**** ТЕКСТ ****

Адвокатская деятельность Андреевского шла, постепенно расширяясь и создавая ему репутацию очень талантливого защитника далеко за пределами Петербурга. По гражданским делам он выступал весьма редко и неохотно — сухие и строгие очертания гражданского права и узкие рамки процесса были ему не по душе.
С успехом в защите пришло и материальное довольство, давшее возможность жить в обстановке, удовлетворявшей его эстетическим вкусам, а сравнительный досуг, доставляемый перерывами между отдельными делами, расширил круг его знакомства среди товарищей по оружию и литературных деятелей. Особенно близок он был в Петербурге с князем А. И. Урусовым и вел с ним оживленную и задушевную переписку, когда тот переселился в Москву, где и прошли последние мучительные годы его жизни; любил А. П. Коломнина, умевшего в шутливой форме сердечно отзываться на людское горе; высоко ценил разностороннего в своих трудах М. А. Загуляева. Им обоим Андреевский посвятил прочувственные некрологи. Одно время он очень сблизился с П. Д. Боборыкиным, который прозвал его «Муцием» (из «Песни о торжествующей любви» Тургенева) и даже, по своей привычке, с фотографической точностью изобразил его под именем Алексея Артемьева, «юрисконсульта на поэтической подкладке», в своей повести «Изменник». Какая-то неловкость в речи Андреевского на юбилейном обеде Боборыкину обидела последнего, и они разошлись.

**** ДАННЫЕ ****

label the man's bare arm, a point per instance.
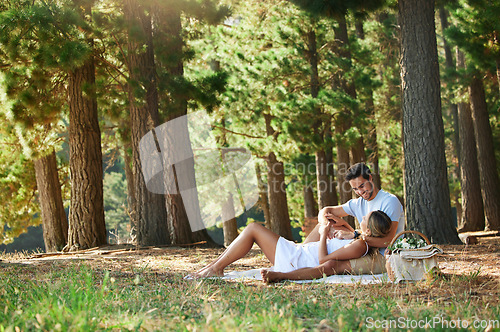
(336, 211)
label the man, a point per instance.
(370, 199)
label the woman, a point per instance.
(288, 256)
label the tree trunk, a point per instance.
(331, 171)
(310, 208)
(324, 181)
(149, 209)
(55, 224)
(278, 206)
(182, 218)
(371, 144)
(87, 228)
(427, 195)
(86, 225)
(453, 111)
(131, 200)
(488, 171)
(472, 216)
(343, 165)
(230, 226)
(498, 73)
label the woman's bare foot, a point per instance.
(270, 277)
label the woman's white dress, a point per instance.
(292, 256)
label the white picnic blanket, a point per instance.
(334, 279)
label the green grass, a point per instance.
(80, 297)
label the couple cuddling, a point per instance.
(333, 247)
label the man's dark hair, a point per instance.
(357, 170)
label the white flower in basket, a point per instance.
(411, 259)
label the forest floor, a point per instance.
(479, 260)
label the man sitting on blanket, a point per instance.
(370, 199)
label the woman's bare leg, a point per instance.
(253, 233)
(328, 268)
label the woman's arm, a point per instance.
(355, 249)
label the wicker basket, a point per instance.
(411, 264)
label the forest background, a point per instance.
(308, 91)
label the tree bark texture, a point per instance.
(278, 206)
(87, 228)
(169, 35)
(55, 224)
(150, 211)
(488, 171)
(427, 195)
(229, 226)
(310, 208)
(131, 200)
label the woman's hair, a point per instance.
(379, 223)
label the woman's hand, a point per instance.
(324, 229)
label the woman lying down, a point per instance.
(294, 261)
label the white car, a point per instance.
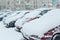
(10, 21)
(31, 16)
(36, 29)
(4, 14)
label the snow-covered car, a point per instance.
(11, 20)
(31, 16)
(44, 28)
(4, 14)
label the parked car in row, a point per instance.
(9, 22)
(4, 14)
(44, 28)
(31, 16)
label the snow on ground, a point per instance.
(9, 34)
(43, 24)
(32, 14)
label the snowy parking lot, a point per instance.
(29, 25)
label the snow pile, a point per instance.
(43, 24)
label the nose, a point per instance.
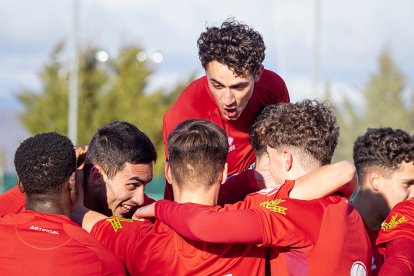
(228, 97)
(411, 192)
(138, 196)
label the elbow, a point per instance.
(348, 169)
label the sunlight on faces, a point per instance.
(125, 190)
(232, 93)
(398, 185)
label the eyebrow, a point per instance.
(409, 181)
(243, 83)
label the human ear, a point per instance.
(288, 159)
(258, 73)
(167, 172)
(96, 177)
(20, 185)
(224, 174)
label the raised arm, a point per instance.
(339, 177)
(399, 258)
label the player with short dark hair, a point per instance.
(232, 92)
(306, 234)
(196, 168)
(118, 165)
(42, 240)
(384, 158)
(396, 240)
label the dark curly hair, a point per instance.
(310, 126)
(197, 151)
(234, 44)
(385, 148)
(115, 144)
(44, 163)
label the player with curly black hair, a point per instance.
(42, 240)
(119, 163)
(384, 158)
(43, 163)
(235, 87)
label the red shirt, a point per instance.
(196, 102)
(396, 240)
(46, 244)
(318, 237)
(377, 257)
(12, 201)
(155, 249)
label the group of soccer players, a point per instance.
(250, 189)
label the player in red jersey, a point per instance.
(42, 240)
(196, 168)
(118, 165)
(234, 89)
(384, 158)
(320, 237)
(396, 240)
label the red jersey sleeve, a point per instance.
(399, 224)
(399, 258)
(12, 201)
(283, 222)
(119, 235)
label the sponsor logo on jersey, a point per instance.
(40, 229)
(393, 223)
(358, 269)
(231, 146)
(273, 206)
(116, 222)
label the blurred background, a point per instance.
(71, 66)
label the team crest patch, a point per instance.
(393, 223)
(273, 206)
(116, 222)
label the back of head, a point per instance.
(118, 143)
(308, 126)
(197, 153)
(234, 44)
(383, 148)
(44, 163)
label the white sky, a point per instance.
(352, 35)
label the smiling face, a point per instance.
(397, 186)
(232, 93)
(125, 190)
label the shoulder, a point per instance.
(398, 224)
(193, 95)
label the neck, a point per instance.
(369, 208)
(200, 196)
(43, 204)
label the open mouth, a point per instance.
(126, 208)
(231, 112)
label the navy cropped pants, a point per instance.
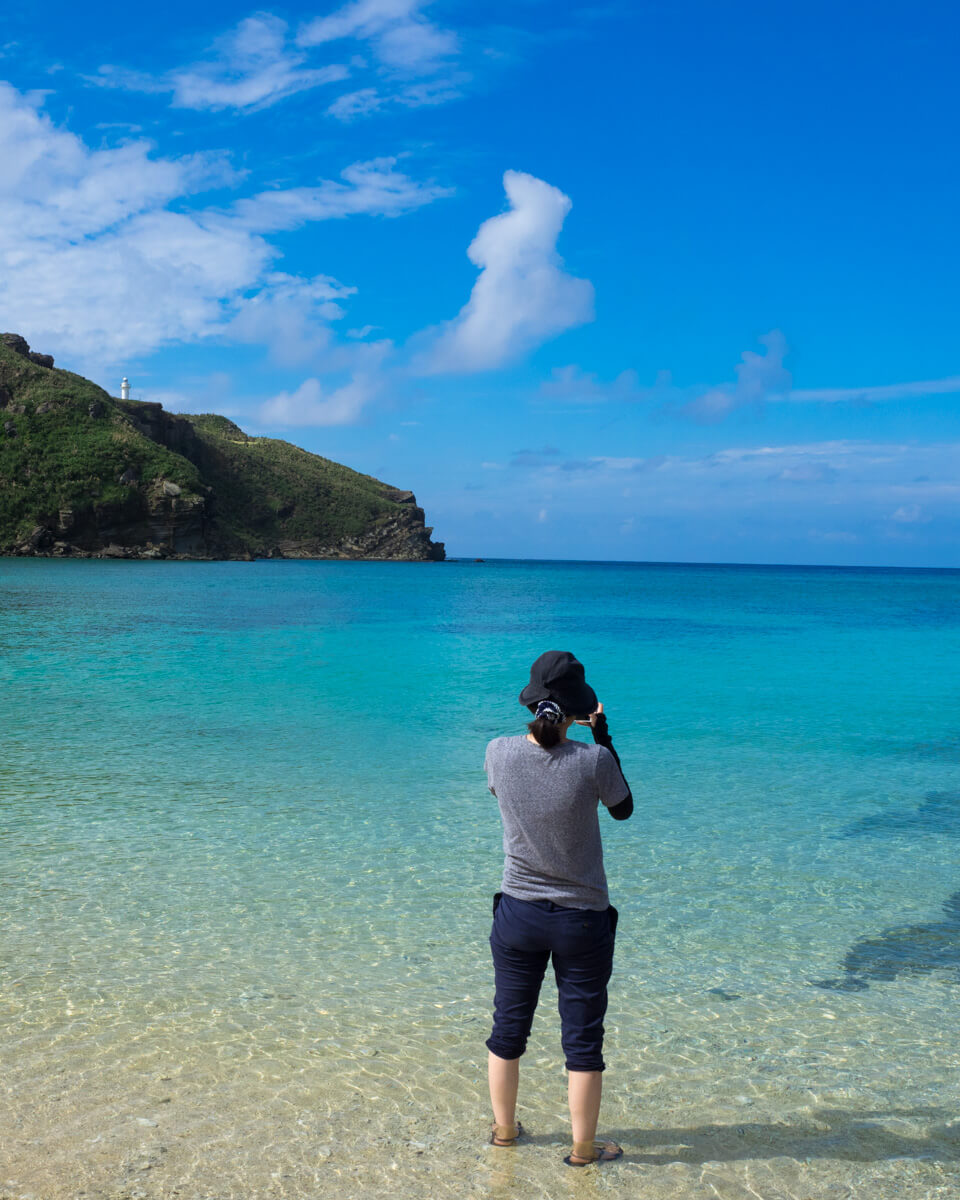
(525, 935)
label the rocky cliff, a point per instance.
(84, 474)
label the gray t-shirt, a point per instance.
(551, 832)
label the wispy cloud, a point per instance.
(397, 33)
(407, 60)
(103, 256)
(523, 295)
(252, 66)
(759, 377)
(571, 385)
(875, 395)
(365, 187)
(312, 403)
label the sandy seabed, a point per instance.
(154, 1114)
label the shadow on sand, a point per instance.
(903, 949)
(828, 1133)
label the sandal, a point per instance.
(593, 1152)
(505, 1135)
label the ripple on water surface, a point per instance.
(246, 856)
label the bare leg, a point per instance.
(504, 1081)
(585, 1089)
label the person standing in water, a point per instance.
(553, 898)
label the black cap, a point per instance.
(558, 676)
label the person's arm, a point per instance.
(601, 737)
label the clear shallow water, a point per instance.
(246, 858)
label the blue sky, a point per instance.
(629, 281)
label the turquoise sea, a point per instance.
(247, 857)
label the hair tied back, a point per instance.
(550, 711)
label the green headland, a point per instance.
(87, 474)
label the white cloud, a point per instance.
(762, 378)
(759, 377)
(257, 63)
(369, 187)
(252, 66)
(910, 514)
(291, 316)
(357, 103)
(522, 297)
(571, 385)
(875, 395)
(96, 265)
(310, 405)
(400, 36)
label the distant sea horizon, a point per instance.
(249, 852)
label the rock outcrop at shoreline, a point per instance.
(87, 475)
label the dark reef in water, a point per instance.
(940, 813)
(903, 951)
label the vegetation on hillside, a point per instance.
(66, 447)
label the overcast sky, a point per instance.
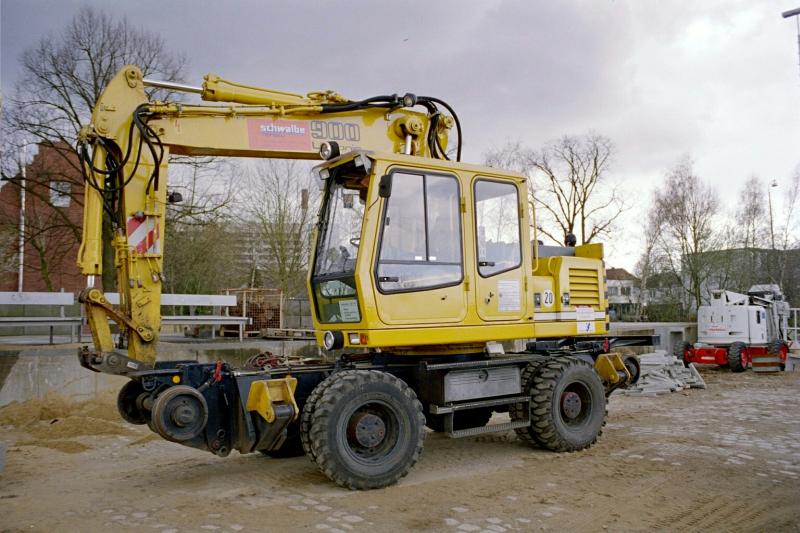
(718, 80)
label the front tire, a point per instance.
(366, 429)
(683, 351)
(568, 405)
(781, 349)
(738, 358)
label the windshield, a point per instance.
(340, 229)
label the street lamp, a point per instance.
(769, 199)
(794, 13)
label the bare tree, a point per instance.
(201, 252)
(280, 204)
(568, 185)
(570, 188)
(650, 263)
(64, 75)
(685, 210)
(788, 234)
(751, 215)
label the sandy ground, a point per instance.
(723, 459)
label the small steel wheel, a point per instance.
(180, 413)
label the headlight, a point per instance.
(329, 150)
(333, 340)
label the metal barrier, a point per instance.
(62, 299)
(59, 299)
(215, 301)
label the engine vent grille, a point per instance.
(584, 287)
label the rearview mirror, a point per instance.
(385, 186)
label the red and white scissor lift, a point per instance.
(735, 328)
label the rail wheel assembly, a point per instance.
(568, 405)
(130, 403)
(180, 413)
(365, 430)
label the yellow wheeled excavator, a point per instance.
(421, 267)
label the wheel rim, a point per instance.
(575, 404)
(371, 432)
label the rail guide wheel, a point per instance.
(180, 413)
(130, 403)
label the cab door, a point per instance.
(419, 267)
(500, 279)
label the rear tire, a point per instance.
(781, 349)
(738, 358)
(366, 430)
(568, 405)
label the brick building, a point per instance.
(53, 219)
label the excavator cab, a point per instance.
(415, 253)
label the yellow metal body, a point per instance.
(558, 296)
(609, 366)
(265, 393)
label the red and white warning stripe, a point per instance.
(143, 235)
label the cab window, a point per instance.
(497, 227)
(421, 234)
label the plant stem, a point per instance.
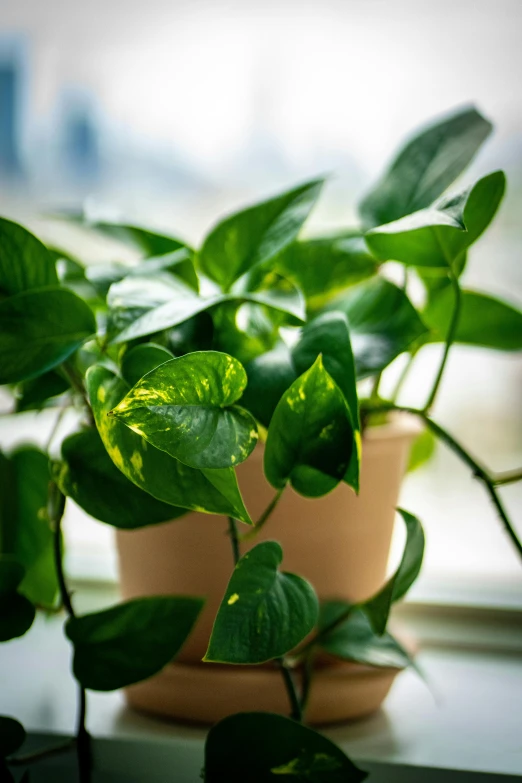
(478, 471)
(234, 537)
(83, 743)
(39, 755)
(264, 517)
(291, 688)
(450, 337)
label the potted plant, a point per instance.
(247, 355)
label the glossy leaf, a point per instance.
(329, 336)
(25, 532)
(310, 439)
(12, 736)
(260, 747)
(162, 476)
(151, 243)
(130, 642)
(88, 476)
(324, 266)
(378, 607)
(186, 408)
(269, 377)
(440, 235)
(16, 612)
(382, 323)
(425, 167)
(422, 450)
(141, 359)
(256, 235)
(355, 640)
(265, 613)
(184, 305)
(25, 263)
(484, 320)
(39, 329)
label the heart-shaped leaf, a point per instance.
(260, 747)
(440, 235)
(256, 235)
(186, 408)
(378, 607)
(324, 266)
(265, 613)
(425, 167)
(382, 323)
(483, 320)
(12, 736)
(25, 532)
(16, 612)
(355, 640)
(311, 438)
(141, 359)
(40, 329)
(154, 471)
(88, 476)
(137, 319)
(130, 642)
(25, 263)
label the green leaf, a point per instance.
(162, 476)
(130, 642)
(483, 321)
(151, 243)
(37, 393)
(440, 235)
(12, 736)
(90, 478)
(329, 336)
(265, 613)
(425, 167)
(310, 438)
(355, 640)
(39, 329)
(260, 747)
(183, 305)
(324, 266)
(382, 323)
(16, 612)
(422, 450)
(186, 408)
(25, 263)
(269, 376)
(141, 359)
(378, 607)
(25, 532)
(256, 235)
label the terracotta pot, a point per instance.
(340, 543)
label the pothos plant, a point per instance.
(179, 363)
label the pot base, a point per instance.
(207, 693)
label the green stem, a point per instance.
(83, 740)
(450, 337)
(39, 755)
(291, 688)
(264, 517)
(234, 537)
(478, 471)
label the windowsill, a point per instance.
(468, 718)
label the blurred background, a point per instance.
(169, 113)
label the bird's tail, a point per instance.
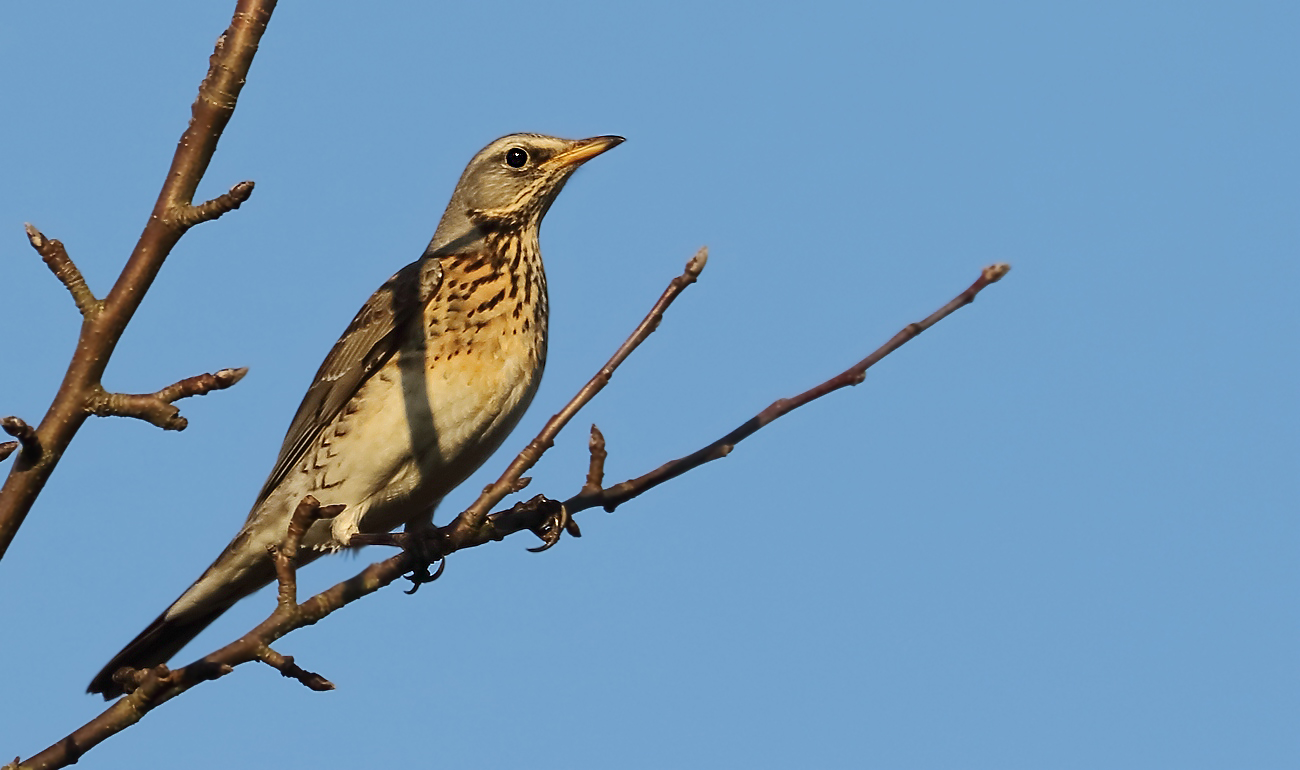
(154, 645)
(234, 575)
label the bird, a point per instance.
(425, 383)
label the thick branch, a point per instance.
(156, 407)
(159, 684)
(56, 259)
(473, 518)
(173, 213)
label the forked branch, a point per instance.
(104, 320)
(156, 686)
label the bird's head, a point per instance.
(510, 185)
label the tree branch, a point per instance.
(211, 210)
(475, 515)
(56, 259)
(159, 684)
(612, 497)
(173, 213)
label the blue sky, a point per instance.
(1056, 531)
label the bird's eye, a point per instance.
(516, 158)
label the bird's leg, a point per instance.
(558, 522)
(423, 540)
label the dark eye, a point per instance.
(516, 158)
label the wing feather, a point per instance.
(368, 342)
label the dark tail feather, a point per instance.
(155, 645)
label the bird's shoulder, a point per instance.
(368, 342)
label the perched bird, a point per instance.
(421, 388)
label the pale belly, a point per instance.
(394, 466)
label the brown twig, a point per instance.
(211, 210)
(290, 670)
(473, 518)
(173, 213)
(156, 407)
(56, 258)
(159, 684)
(615, 496)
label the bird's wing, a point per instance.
(369, 341)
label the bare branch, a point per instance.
(615, 496)
(26, 436)
(475, 515)
(156, 407)
(211, 210)
(173, 213)
(290, 670)
(159, 684)
(56, 258)
(596, 470)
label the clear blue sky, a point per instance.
(1057, 531)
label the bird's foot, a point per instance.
(423, 540)
(557, 523)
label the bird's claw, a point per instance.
(555, 524)
(420, 575)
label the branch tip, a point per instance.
(55, 256)
(697, 263)
(996, 272)
(472, 518)
(187, 216)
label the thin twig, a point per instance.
(289, 669)
(156, 407)
(475, 515)
(173, 213)
(615, 496)
(211, 210)
(52, 251)
(160, 684)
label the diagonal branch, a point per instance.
(156, 407)
(206, 212)
(475, 517)
(159, 684)
(615, 496)
(173, 213)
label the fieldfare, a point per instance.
(423, 386)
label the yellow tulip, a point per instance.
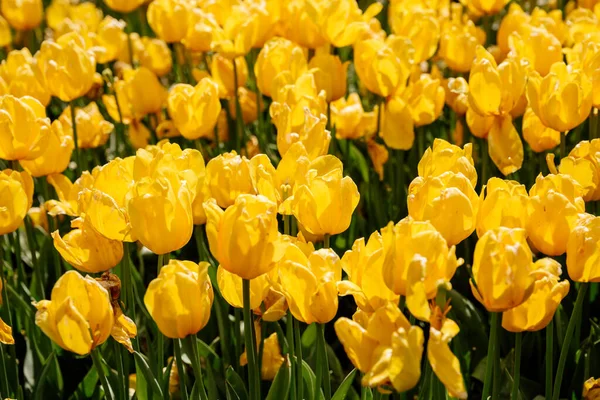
(180, 298)
(436, 197)
(16, 197)
(384, 66)
(67, 66)
(538, 310)
(384, 346)
(538, 136)
(505, 203)
(324, 202)
(79, 315)
(562, 99)
(195, 109)
(341, 22)
(87, 250)
(416, 261)
(123, 6)
(92, 129)
(397, 126)
(57, 155)
(24, 128)
(244, 238)
(23, 15)
(222, 70)
(23, 76)
(443, 157)
(555, 202)
(169, 19)
(330, 74)
(350, 119)
(364, 266)
(502, 269)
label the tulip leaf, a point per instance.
(141, 362)
(236, 383)
(342, 391)
(281, 384)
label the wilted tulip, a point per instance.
(437, 198)
(24, 128)
(23, 15)
(502, 269)
(87, 250)
(195, 109)
(67, 66)
(538, 310)
(562, 99)
(244, 238)
(180, 298)
(555, 202)
(16, 197)
(79, 315)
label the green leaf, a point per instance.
(141, 362)
(342, 391)
(236, 384)
(281, 384)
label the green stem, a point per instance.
(193, 347)
(564, 351)
(74, 122)
(549, 357)
(250, 342)
(517, 370)
(97, 359)
(181, 372)
(489, 367)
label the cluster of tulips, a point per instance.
(261, 155)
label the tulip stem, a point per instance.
(97, 359)
(549, 357)
(250, 343)
(517, 370)
(564, 351)
(76, 142)
(489, 366)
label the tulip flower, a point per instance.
(67, 66)
(168, 19)
(195, 109)
(79, 315)
(23, 15)
(24, 128)
(330, 74)
(325, 201)
(56, 156)
(384, 346)
(505, 203)
(453, 195)
(444, 156)
(563, 89)
(180, 298)
(364, 266)
(502, 269)
(92, 129)
(229, 231)
(384, 66)
(350, 119)
(16, 197)
(555, 202)
(87, 250)
(416, 261)
(538, 310)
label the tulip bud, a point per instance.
(180, 298)
(502, 269)
(79, 315)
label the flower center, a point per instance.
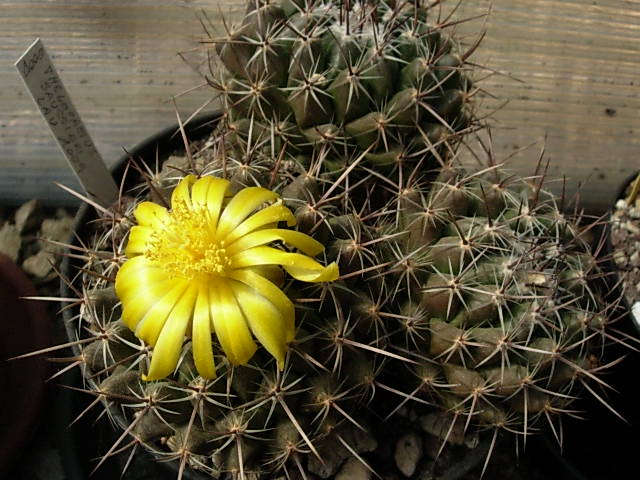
(186, 245)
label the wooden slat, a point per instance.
(569, 70)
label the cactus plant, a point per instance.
(473, 296)
(470, 294)
(387, 80)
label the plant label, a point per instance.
(53, 101)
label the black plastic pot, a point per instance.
(604, 447)
(87, 440)
(24, 328)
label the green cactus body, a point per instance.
(462, 293)
(382, 79)
(475, 298)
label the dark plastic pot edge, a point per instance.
(161, 144)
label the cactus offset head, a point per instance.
(386, 80)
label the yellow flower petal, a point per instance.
(137, 273)
(297, 265)
(138, 238)
(152, 323)
(167, 349)
(139, 286)
(230, 325)
(150, 214)
(265, 218)
(262, 286)
(241, 206)
(299, 240)
(273, 273)
(181, 194)
(266, 321)
(201, 335)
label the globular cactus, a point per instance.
(472, 296)
(464, 293)
(387, 80)
(504, 301)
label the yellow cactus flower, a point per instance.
(206, 266)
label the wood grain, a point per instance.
(565, 74)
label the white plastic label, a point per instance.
(51, 98)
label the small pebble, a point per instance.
(40, 264)
(10, 241)
(408, 453)
(353, 469)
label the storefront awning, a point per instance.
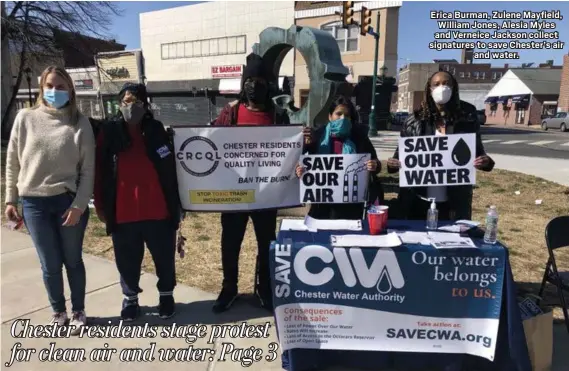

****

* ЗАДАНИЕ 1:
Ответьте на вопросы по тексту об Андреевском:
(a) По каким делам Андреевский выступал весьма редко и неохотно?
(b) Куда переселился князь А. И. Урусов?
(c) Под каким именем и в какой повести изобразил Андреевского П. Д. Боборыкин?
* ЗАДАНИЕ 2: Продолжите текст об Андреевском, начиная сразу после его последнего предложения.
Данные представляют собой отдельный материал.

* ОТВЕТ 1:
(a) По гражданским делам.
(b) В Москву.
(c) Под именем Алексея Артемьева в повести «Изменник».

* ОТВЕТ 2:
Мы часто виделись — и, в годы тяжелых служебных переживаний с 1878 года до начала последнего десятилетия прошлого века, я нередко находил под его семейным кровом уют и временное забвение житейских горестей. В этот именно период у Андреевского проявилось стремление к поэтическому творчеству, и он стал писать стихи, делясь ими со мной и требуя критического к ним отношения. Я находил и нахожу до сих пор, что его произведения по теплоте и искренности чувства, по тонкому изображению настроений, навеваемых картинами природы, по богатству рифм, по красоте образов и по устранению излишнего многословия давали ему право занять видное место среди молодых поэтов этого времени. Но он сам относился к себе недоверчиво, хотя писал стихи сразу — «aus einem Guss», без поправок и переделок. Я помню, как однажды при разговоре с посетившим его знатоком и любителем Музыки, возник вопрос о том, что хотел сказать Шуман своим знаменитым «Warum?» и какой смысл может быть вложен в ответ «Darum» [28]… «Ответ ясен», — сказал задумчиво Андреевский и, взяв карандаш, меньше чем в десять минут написал следующее стихотворение, не увидевшее печати, но оставшееся у меня в памяти:
Чтобы преодолеть его недоверие к себе, я показал некоторые из его стихотворений в редакции «Вестника Европы», с которою был особенно близок. Их встретили с одобрением и сочувствием, и на страницах журнала появились: «Мрак», «Обручение» и «Довольно» на тургеневскую тему, перевод «Ворона» Эдгара По с очень интересным предисловием о технике этого удивительного поэта и еще несколько переводов. Наша критика, почти всегда недоверчивая и больше склонная глумлением и насмешками обрезывать крылья начинающим поэтам, встретила мелкими придирками и стихи Андреевского, но потом устами Арсеньева, Чуйко и Боборыкина сделала ему справедливую оценку.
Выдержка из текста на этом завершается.